### ENTRIES SUPPLIED:
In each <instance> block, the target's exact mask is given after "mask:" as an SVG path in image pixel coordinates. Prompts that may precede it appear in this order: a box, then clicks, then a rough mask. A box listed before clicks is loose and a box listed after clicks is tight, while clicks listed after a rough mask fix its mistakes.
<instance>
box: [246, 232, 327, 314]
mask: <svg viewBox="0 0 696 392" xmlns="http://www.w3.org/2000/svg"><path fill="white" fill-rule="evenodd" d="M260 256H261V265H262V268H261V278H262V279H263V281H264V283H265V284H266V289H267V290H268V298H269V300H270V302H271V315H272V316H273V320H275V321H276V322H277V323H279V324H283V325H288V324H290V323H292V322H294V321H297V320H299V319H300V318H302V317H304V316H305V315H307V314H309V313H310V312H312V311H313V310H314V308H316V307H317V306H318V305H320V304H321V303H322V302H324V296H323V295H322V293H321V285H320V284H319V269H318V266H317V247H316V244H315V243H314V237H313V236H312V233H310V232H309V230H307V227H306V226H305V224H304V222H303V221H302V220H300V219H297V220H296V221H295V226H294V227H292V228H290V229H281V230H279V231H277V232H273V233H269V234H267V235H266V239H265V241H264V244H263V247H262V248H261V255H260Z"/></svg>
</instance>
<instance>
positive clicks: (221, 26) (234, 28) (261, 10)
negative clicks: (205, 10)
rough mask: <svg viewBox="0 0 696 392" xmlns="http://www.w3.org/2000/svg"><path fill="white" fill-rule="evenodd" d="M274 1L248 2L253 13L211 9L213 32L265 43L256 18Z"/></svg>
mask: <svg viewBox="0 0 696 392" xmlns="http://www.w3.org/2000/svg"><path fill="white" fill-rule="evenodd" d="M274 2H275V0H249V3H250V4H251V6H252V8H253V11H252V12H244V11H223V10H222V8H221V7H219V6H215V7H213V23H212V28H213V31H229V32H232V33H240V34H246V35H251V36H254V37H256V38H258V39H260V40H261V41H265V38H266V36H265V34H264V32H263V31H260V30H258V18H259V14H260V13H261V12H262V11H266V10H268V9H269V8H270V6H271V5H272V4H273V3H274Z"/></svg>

### TASK GOAL:
Could you reproduce all of the material above line for line, without changing a single character?

### COMPLETED EXERCISE:
In each <instance> block, the target's exact mask is given after "mask:" as an SVG path in image pixel coordinates. Prompts that may precede it appear in this order: a box, then clicks, then a rough mask. A box listed before clicks is loose and a box listed after clicks is tight, while clicks listed after a rough mask fix its mistakes.
<instance>
box: [246, 232, 327, 314]
mask: <svg viewBox="0 0 696 392" xmlns="http://www.w3.org/2000/svg"><path fill="white" fill-rule="evenodd" d="M260 256H261V265H262V268H261V278H262V279H263V281H264V283H265V284H266V289H267V290H268V298H269V300H270V302H271V315H272V316H273V320H275V321H276V322H277V323H279V324H283V325H288V324H290V323H292V322H294V321H297V320H299V319H300V318H302V317H304V316H305V315H307V314H309V313H310V312H312V311H313V310H314V308H316V307H317V306H318V305H320V304H321V303H322V302H324V296H323V295H322V293H321V285H320V284H319V269H318V266H317V247H316V244H315V243H314V237H313V236H312V233H310V232H309V230H307V227H306V226H305V224H304V222H303V221H302V220H300V219H297V220H296V221H295V226H294V227H292V228H290V229H281V230H279V231H277V232H273V233H269V234H267V235H266V239H265V241H264V244H263V247H262V248H261V255H260Z"/></svg>
</instance>
<instance>
positive clicks: (221, 26) (234, 28) (261, 10)
negative clicks: (205, 10)
rough mask: <svg viewBox="0 0 696 392" xmlns="http://www.w3.org/2000/svg"><path fill="white" fill-rule="evenodd" d="M274 1L248 2L253 13L211 9L213 32L265 43L256 18Z"/></svg>
mask: <svg viewBox="0 0 696 392" xmlns="http://www.w3.org/2000/svg"><path fill="white" fill-rule="evenodd" d="M274 2H275V0H249V3H250V4H251V6H252V8H253V11H252V12H244V11H223V10H222V8H221V7H219V6H215V7H213V23H212V28H213V31H229V32H232V33H240V34H246V35H251V36H254V37H256V38H258V39H260V40H261V41H265V38H266V36H265V34H264V32H263V31H260V30H258V18H259V14H260V13H261V12H262V11H266V10H268V9H269V8H270V6H271V5H272V4H273V3H274Z"/></svg>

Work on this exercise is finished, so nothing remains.